> YOUR TASK
After finding the line that contains "Target: beetle leg" in the entries below, retype it and every following line precisely, the last included.

(Records contained in a dataset)
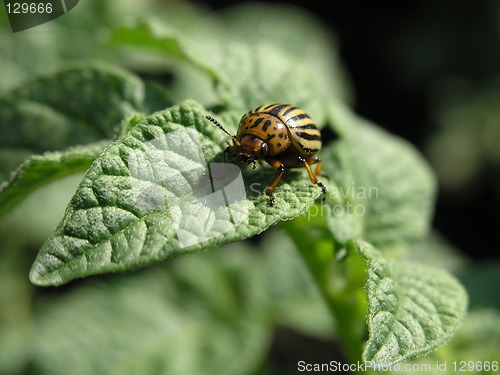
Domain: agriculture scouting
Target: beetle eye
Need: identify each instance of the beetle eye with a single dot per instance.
(264, 149)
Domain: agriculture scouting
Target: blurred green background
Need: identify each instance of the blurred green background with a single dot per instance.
(428, 71)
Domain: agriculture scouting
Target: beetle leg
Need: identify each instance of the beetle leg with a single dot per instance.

> TASK RESPONSE
Target: beetle leg
Need: identify each instance of the beetle leg with a single dot per instance.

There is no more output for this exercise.